**TEXTO:**
===
A Claudia fez uma rápida pesquisa sobre as circunstâncias em que foi filmada aquela maravilha e demos boas risadas com sua leitura. As filmagens foram o que esperávamos. Copio abaixo, de forma algo editada, algumas observações deliciosas da Wikipedia:
Stanley Kubrick e o objeto de arte futurista que será fatal para a mulher dos gatos
Durante a cena em que Alex (Malcolm McDowell) é submetido ao tratamento Ludovico, o ator arranhou a córnea e ficou temporariamente cego. Revendo as cenas não é de surpreender. O cara recebe garras de metal para manter os olhos abertos.
O médico que acompanha Alex durante o tratamento no filme era realmente médico e estava lá por motivos de segurança para o protagonista.
Malcolm também teve costelas quebradas durante a filmagem da cena de humilhação após o tratamento.
Malcolm quase se afogou de verdade devido a uma falha no equipamento que o ajudaria a respirar, na cena em que os seus ex-“droogies” — naquele momento já no cargo de policiais — o encontram e o submetem a uma tortura em uma banheira.
Stanley Kubrick propositalmente cometeu alguns erros de continuidade em Laranja Mecânica. Os pratos em cima das mesa trocam de posição e o nível de vinho nas garrafas muda em diversas tomadas, com a intenção de causar desorientação ao espectador.
O filme foi retirado de cartaz no Reino Unido a mando de Stanley Kubrick. Irritado com as críticas recebidas, de que Laranja Mecânica seria muito violento, Kubrick declarou que o filme apenas seria exibido lá após sua morte, ocorrida em 1999.
A linguagem utilizada por Alex, chamada de nadsat, foi inventada pelo autor Anthony Burgess, que misturou palavras em inglês, em russo e gírias.
A cobra foi colocada nas filmagens após o diretor Stanley Kubrick descobrir que Malcolm McDowell tinha medo delas.
A música de Beethoven que perpassa todo o filme foi executada no revolucionário “sintetizador” de Walter Carlos. Depois, famoso, o moço mudou de sexo, rebatizando-se como Wendy Carlos.
No livro, o sobrenome de Alex não é revelado em momento algum. Comenta-se que DeLarge seja uma referência a um momento no livro em que Alex chama a si mesmo de “Alexander the Large”.
O orçamento total do filme foi de apenas US$ 2 milhões.
Stanley Kubrick certa vez declarou que, se não pudesse contar com Malcolm McDowell, provavelmente não teria feito Laranja Mecânica.
A canção Singing in the Rain, cantada por Alex durante a cena em que ele e seus colegas violentam uma mulher na frente de seu marido, só está no filme porque esta era a única música que Malcolm McDowell sabia cantar por inteiro.
===
**TRECHOS DE DADOS:**
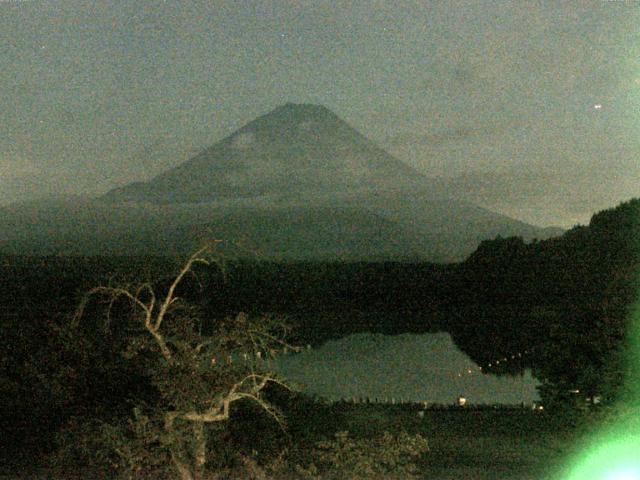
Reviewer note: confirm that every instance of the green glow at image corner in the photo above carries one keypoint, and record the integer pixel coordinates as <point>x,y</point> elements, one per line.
<point>614,454</point>
<point>613,457</point>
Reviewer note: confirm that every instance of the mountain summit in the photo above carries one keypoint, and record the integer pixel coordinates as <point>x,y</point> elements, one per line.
<point>294,149</point>
<point>297,183</point>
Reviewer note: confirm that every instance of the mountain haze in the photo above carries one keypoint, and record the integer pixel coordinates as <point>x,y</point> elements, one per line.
<point>295,149</point>
<point>297,183</point>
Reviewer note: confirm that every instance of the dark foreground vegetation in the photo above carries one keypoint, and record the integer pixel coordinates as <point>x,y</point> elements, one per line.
<point>97,392</point>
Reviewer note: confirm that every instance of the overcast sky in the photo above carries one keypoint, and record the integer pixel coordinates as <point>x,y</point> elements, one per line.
<point>537,103</point>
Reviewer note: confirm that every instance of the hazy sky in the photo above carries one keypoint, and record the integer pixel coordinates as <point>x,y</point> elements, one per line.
<point>536,103</point>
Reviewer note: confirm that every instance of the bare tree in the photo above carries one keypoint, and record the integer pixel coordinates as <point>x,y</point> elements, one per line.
<point>198,376</point>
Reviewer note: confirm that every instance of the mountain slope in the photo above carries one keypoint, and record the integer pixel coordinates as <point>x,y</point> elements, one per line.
<point>300,149</point>
<point>296,183</point>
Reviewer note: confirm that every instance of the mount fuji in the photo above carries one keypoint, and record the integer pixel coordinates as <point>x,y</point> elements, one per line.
<point>295,184</point>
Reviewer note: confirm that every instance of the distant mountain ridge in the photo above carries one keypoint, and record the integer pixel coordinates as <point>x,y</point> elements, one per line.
<point>295,148</point>
<point>297,183</point>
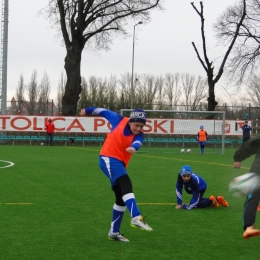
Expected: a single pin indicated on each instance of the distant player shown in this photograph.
(246, 131)
(202, 138)
(49, 127)
(124, 139)
(196, 186)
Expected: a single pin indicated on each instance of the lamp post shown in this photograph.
(132, 80)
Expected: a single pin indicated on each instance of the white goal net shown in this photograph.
(185, 125)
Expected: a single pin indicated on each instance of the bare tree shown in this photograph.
(19, 95)
(246, 52)
(44, 93)
(112, 93)
(60, 91)
(94, 23)
(253, 89)
(207, 65)
(33, 93)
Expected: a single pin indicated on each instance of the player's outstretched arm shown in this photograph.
(82, 112)
(130, 150)
(237, 165)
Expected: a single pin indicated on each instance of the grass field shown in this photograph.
(56, 204)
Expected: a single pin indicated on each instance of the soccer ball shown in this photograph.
(244, 184)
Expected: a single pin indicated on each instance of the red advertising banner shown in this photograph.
(101, 125)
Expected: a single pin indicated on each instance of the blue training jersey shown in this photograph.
(114, 119)
(193, 186)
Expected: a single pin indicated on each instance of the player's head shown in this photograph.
(137, 120)
(186, 172)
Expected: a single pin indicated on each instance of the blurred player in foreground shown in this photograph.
(250, 147)
(124, 139)
(196, 186)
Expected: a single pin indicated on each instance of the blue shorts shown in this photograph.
(112, 168)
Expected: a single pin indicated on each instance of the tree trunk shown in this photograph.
(73, 85)
(212, 103)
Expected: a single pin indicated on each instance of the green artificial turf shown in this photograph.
(55, 203)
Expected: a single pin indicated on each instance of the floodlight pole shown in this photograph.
(132, 79)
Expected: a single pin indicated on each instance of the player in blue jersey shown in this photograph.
(196, 186)
(124, 139)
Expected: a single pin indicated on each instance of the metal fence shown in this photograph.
(50, 108)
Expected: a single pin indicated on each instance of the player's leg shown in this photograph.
(117, 216)
(249, 215)
(107, 166)
(51, 139)
(128, 197)
(47, 138)
(203, 202)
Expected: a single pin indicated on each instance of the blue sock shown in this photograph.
(130, 202)
(117, 216)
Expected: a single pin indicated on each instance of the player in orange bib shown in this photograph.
(202, 138)
(124, 139)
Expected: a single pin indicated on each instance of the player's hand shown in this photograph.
(237, 165)
(82, 112)
(130, 150)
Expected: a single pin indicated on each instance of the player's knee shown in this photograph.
(125, 184)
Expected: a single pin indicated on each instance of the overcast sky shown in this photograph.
(163, 45)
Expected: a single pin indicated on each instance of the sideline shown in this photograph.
(167, 158)
(157, 203)
(10, 164)
(16, 203)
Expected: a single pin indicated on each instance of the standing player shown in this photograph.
(246, 131)
(202, 138)
(49, 127)
(196, 186)
(124, 139)
(247, 149)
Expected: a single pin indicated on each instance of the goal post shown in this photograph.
(185, 123)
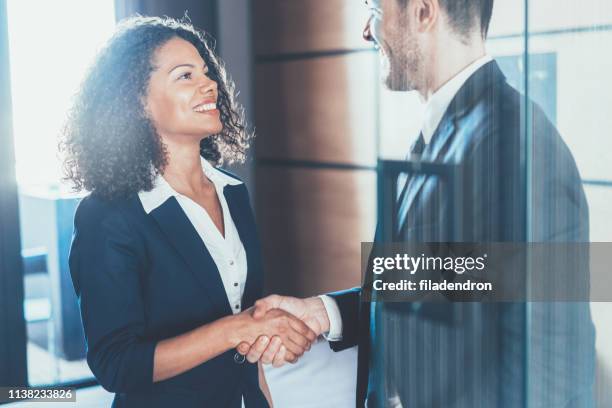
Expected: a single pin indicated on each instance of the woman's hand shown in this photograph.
(294, 334)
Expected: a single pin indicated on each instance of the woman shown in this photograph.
(165, 258)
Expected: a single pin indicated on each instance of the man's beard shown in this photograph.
(403, 72)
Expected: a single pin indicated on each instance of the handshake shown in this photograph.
(279, 329)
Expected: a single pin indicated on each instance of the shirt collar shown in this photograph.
(162, 190)
(441, 99)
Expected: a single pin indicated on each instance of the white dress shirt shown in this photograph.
(434, 111)
(227, 252)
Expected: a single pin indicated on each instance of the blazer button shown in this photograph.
(239, 358)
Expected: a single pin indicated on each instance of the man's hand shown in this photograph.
(310, 310)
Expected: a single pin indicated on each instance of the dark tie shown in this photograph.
(403, 181)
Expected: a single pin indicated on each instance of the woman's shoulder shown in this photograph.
(95, 208)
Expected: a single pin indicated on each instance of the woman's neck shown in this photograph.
(184, 169)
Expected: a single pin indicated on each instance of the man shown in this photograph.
(464, 354)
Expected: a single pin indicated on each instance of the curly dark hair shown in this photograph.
(110, 145)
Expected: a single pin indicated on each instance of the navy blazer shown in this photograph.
(474, 354)
(141, 278)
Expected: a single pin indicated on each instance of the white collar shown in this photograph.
(162, 191)
(441, 99)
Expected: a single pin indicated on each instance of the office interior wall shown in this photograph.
(315, 104)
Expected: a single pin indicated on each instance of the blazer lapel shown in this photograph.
(184, 238)
(464, 100)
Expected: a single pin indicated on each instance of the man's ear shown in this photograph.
(425, 14)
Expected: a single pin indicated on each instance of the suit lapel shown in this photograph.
(463, 101)
(184, 238)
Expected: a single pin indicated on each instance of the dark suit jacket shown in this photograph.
(141, 278)
(476, 354)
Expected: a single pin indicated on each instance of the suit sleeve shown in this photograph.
(105, 264)
(348, 302)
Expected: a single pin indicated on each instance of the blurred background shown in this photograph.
(310, 87)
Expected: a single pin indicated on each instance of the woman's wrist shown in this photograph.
(236, 328)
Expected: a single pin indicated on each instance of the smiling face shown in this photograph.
(393, 32)
(181, 99)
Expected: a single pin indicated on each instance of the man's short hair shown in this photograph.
(467, 15)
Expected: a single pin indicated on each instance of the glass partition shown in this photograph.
(523, 353)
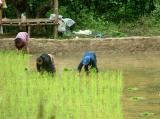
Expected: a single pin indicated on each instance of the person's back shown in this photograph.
(89, 59)
(45, 63)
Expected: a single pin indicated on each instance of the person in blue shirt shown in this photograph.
(89, 61)
(45, 63)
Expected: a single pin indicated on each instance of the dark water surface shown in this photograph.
(141, 73)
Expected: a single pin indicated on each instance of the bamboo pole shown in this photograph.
(55, 33)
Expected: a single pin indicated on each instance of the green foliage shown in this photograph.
(97, 15)
(27, 94)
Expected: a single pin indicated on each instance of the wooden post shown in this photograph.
(56, 12)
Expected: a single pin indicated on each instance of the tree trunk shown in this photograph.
(56, 12)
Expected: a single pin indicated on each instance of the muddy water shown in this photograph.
(141, 72)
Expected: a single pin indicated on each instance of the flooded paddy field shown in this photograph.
(138, 59)
(141, 80)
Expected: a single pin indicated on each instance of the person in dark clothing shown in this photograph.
(45, 64)
(88, 60)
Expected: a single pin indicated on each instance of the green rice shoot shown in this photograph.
(25, 94)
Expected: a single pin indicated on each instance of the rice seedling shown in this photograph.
(26, 94)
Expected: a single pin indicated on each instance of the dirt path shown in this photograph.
(127, 45)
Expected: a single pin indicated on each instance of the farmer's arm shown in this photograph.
(80, 66)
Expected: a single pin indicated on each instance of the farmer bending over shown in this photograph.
(89, 61)
(21, 41)
(45, 63)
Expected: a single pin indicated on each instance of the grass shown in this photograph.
(26, 94)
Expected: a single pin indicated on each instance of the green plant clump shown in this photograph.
(26, 94)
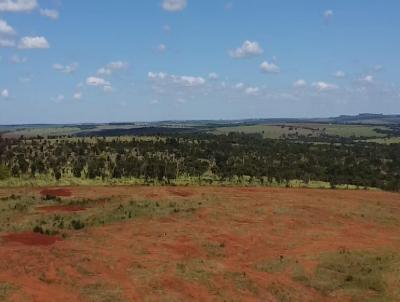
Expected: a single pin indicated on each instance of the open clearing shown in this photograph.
(198, 244)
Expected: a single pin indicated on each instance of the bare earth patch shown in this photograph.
(215, 244)
(31, 239)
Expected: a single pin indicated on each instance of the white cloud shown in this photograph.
(186, 81)
(239, 86)
(323, 86)
(167, 28)
(50, 13)
(269, 67)
(162, 47)
(213, 76)
(340, 74)
(59, 99)
(17, 59)
(5, 94)
(6, 43)
(228, 5)
(68, 69)
(252, 90)
(17, 5)
(111, 67)
(174, 5)
(328, 14)
(108, 88)
(95, 81)
(33, 43)
(300, 83)
(77, 96)
(368, 79)
(248, 49)
(156, 75)
(6, 29)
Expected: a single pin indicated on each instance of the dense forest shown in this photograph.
(207, 157)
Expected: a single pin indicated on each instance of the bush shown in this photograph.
(77, 224)
(4, 172)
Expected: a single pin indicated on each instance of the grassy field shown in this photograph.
(198, 244)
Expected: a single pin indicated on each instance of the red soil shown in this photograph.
(211, 255)
(56, 192)
(32, 239)
(55, 209)
(180, 193)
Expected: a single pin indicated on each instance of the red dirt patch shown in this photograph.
(56, 192)
(31, 239)
(181, 193)
(55, 209)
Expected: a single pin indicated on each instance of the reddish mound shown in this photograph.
(181, 193)
(31, 239)
(51, 209)
(56, 192)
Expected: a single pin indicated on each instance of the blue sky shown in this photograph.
(129, 60)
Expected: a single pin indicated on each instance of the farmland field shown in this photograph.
(198, 243)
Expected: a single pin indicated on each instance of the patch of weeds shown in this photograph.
(282, 293)
(242, 281)
(197, 270)
(100, 292)
(377, 213)
(215, 249)
(357, 273)
(276, 266)
(77, 224)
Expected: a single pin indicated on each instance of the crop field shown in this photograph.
(138, 243)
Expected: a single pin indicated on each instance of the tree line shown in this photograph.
(223, 157)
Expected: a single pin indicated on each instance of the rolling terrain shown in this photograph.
(201, 244)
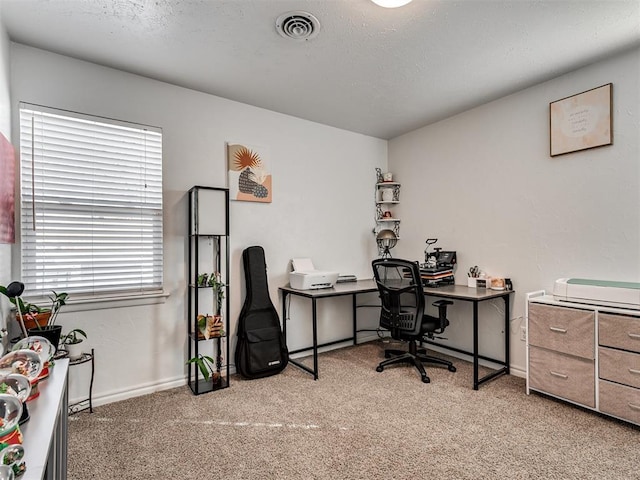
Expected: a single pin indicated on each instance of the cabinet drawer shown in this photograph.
(619, 331)
(568, 377)
(567, 330)
(620, 401)
(619, 366)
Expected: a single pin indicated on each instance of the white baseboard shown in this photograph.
(119, 395)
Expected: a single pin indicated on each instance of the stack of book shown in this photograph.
(435, 277)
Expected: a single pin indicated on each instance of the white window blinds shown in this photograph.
(91, 204)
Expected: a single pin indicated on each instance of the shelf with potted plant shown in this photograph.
(208, 303)
(34, 319)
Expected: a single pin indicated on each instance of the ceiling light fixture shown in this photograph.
(391, 3)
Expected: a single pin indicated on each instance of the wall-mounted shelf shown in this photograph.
(387, 195)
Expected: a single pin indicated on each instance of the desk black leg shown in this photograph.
(315, 339)
(284, 315)
(475, 346)
(355, 321)
(507, 362)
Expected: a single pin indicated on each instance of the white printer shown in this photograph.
(598, 292)
(306, 277)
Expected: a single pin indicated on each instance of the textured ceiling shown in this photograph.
(380, 72)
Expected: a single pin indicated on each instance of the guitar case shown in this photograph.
(261, 350)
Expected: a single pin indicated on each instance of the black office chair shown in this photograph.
(403, 313)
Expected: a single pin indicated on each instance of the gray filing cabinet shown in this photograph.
(585, 354)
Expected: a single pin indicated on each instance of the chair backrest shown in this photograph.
(401, 295)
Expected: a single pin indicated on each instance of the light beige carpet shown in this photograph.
(353, 423)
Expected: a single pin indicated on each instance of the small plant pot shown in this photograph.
(74, 350)
(30, 320)
(50, 332)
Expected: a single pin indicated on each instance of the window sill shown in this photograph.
(80, 304)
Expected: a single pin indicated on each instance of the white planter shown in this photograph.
(74, 350)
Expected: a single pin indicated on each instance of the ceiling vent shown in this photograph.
(298, 25)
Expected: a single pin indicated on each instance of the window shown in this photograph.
(91, 204)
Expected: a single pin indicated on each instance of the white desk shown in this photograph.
(453, 292)
(45, 434)
(340, 289)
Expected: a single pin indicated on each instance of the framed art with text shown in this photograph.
(581, 121)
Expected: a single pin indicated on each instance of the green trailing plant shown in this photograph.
(30, 310)
(206, 365)
(73, 337)
(218, 290)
===
**TAREFA 1:**
Responda com base no texto sobre Laranja Mecânica:
(a) Qual foi o orçamento total do filme?
(b) Quem inventou o nadsat, a linguagem usada por Alex?
(c) Por que a cobra foi colocada nas filmagens?
**TAREFA 2:** Liste todos os danos físicos que, segundo o texto sobre Laranja Mecânica, Malcolm McDowell sofreu ou quase sofreu durante as filmagens.
As linhas não têm nenhum papel nesta parte.

**RESPOSTA ESCRITA 1:**
(a) Apenas US$ 2 milhões.
(b) O autor Anthony Burgess.
(c) Porque o diretor Stanley Kubrick descobriu que Malcolm McDowell tinha medo de cobras.

**RESPOSTA ESCRITA 2:**
- Arranhou a córnea e ficou temporariamente cego na cena do tratamento Ludovico.
- Teve costelas quebradas na cena de humilhação após o tratamento.
- Quase se afogou na cena da banheira, por uma falha no equipamento que o ajudaria a respirar.